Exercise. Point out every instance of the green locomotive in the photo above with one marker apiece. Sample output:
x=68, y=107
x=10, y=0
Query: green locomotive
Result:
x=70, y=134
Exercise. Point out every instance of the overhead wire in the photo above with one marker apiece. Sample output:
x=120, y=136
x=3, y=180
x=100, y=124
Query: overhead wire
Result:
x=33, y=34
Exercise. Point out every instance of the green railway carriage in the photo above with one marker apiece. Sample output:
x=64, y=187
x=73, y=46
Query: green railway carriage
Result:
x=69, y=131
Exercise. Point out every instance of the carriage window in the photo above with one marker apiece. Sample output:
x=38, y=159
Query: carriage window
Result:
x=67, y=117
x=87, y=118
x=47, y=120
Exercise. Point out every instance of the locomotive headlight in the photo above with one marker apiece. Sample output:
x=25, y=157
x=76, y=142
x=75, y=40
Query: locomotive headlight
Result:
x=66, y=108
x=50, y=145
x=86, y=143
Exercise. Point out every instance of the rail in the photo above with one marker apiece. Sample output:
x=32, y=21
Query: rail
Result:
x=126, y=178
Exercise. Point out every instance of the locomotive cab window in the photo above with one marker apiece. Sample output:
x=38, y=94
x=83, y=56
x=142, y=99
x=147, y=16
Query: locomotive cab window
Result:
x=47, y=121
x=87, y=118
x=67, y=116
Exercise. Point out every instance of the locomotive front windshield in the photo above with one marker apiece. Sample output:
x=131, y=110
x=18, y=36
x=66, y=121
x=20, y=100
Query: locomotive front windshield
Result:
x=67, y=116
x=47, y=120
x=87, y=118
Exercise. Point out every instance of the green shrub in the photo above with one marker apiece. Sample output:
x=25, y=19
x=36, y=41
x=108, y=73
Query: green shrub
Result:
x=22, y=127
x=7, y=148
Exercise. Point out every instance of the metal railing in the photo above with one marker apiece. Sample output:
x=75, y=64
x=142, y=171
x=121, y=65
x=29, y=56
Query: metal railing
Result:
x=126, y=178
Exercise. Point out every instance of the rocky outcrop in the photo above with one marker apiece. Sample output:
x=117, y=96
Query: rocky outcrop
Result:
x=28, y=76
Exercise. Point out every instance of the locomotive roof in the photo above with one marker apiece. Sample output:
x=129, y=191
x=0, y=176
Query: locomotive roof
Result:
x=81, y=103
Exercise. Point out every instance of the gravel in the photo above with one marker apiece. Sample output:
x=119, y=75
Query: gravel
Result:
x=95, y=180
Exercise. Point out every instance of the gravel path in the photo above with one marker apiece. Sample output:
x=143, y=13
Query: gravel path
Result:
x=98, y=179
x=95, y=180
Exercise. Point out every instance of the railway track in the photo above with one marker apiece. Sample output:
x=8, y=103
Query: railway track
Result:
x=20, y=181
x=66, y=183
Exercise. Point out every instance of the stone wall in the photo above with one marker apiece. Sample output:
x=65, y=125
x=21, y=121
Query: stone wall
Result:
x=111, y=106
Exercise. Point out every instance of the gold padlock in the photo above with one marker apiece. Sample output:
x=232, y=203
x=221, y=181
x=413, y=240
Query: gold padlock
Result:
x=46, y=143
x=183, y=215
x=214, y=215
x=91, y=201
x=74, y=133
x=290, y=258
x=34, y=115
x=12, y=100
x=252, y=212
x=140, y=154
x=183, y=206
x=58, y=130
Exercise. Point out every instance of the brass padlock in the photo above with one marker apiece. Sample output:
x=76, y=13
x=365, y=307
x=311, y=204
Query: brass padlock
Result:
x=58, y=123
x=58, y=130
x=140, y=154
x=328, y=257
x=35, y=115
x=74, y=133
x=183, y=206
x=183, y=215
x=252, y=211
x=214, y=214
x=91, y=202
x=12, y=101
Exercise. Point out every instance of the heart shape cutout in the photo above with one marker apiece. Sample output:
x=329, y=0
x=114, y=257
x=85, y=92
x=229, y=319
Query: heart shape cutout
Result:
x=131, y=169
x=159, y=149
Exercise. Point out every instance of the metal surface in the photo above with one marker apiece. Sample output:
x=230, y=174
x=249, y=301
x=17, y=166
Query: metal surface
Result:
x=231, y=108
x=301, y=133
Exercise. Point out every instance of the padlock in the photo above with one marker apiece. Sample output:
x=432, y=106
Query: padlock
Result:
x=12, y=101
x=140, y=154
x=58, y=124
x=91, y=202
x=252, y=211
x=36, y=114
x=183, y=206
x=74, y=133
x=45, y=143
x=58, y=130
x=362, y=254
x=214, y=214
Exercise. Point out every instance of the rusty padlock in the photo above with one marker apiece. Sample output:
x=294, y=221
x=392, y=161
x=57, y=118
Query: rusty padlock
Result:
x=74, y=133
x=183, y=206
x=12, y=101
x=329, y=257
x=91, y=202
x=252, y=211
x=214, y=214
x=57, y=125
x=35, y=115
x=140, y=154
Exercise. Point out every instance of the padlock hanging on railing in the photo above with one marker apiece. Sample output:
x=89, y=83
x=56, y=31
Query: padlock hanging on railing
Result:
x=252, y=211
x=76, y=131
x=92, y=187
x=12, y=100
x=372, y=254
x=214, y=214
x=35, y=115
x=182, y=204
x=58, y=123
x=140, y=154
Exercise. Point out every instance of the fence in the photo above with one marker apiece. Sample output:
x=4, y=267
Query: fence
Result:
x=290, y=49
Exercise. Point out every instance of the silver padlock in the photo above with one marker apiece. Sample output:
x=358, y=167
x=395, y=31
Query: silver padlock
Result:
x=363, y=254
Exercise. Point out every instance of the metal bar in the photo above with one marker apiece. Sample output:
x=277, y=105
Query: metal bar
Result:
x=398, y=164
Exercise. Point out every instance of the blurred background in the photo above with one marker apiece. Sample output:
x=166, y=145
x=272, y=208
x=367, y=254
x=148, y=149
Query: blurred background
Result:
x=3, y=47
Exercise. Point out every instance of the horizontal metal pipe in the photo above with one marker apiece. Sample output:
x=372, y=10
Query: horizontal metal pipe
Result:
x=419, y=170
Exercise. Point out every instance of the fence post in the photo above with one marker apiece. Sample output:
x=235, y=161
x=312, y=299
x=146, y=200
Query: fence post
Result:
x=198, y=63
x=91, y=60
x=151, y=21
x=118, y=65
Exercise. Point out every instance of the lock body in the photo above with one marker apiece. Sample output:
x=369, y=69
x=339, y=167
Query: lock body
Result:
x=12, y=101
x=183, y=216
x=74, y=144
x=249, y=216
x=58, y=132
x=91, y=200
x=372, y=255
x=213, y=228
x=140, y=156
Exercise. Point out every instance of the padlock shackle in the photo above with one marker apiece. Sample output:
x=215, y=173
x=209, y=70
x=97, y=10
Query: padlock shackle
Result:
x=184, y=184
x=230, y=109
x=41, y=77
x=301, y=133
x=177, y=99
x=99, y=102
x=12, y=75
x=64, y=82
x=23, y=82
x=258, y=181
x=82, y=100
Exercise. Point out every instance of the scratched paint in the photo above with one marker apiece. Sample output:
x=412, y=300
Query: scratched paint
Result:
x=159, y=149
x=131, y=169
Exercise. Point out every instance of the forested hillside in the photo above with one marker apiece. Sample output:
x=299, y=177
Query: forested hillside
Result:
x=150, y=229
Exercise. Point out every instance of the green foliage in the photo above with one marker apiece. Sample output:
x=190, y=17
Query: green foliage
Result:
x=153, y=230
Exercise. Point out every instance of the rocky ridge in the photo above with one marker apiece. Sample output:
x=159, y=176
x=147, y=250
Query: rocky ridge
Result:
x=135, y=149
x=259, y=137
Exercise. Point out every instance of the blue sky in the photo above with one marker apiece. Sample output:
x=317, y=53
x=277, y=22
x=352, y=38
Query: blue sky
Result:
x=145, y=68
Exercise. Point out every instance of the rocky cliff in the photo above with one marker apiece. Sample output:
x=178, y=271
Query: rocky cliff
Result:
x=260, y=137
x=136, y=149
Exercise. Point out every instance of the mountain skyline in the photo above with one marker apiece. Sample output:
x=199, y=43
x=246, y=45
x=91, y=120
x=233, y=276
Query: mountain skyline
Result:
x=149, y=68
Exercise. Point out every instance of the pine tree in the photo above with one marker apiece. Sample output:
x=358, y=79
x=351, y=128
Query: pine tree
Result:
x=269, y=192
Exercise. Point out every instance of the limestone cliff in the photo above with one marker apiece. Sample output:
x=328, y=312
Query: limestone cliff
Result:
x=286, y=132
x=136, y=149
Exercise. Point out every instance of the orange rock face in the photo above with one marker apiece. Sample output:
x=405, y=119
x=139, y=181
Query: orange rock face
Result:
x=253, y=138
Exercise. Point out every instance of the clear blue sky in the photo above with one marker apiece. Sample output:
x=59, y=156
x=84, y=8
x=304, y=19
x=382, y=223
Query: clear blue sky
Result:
***
:: What this task involves ::
Go through the records and tally the lines that include "background". Write only the number.

:: Result of this task ::
2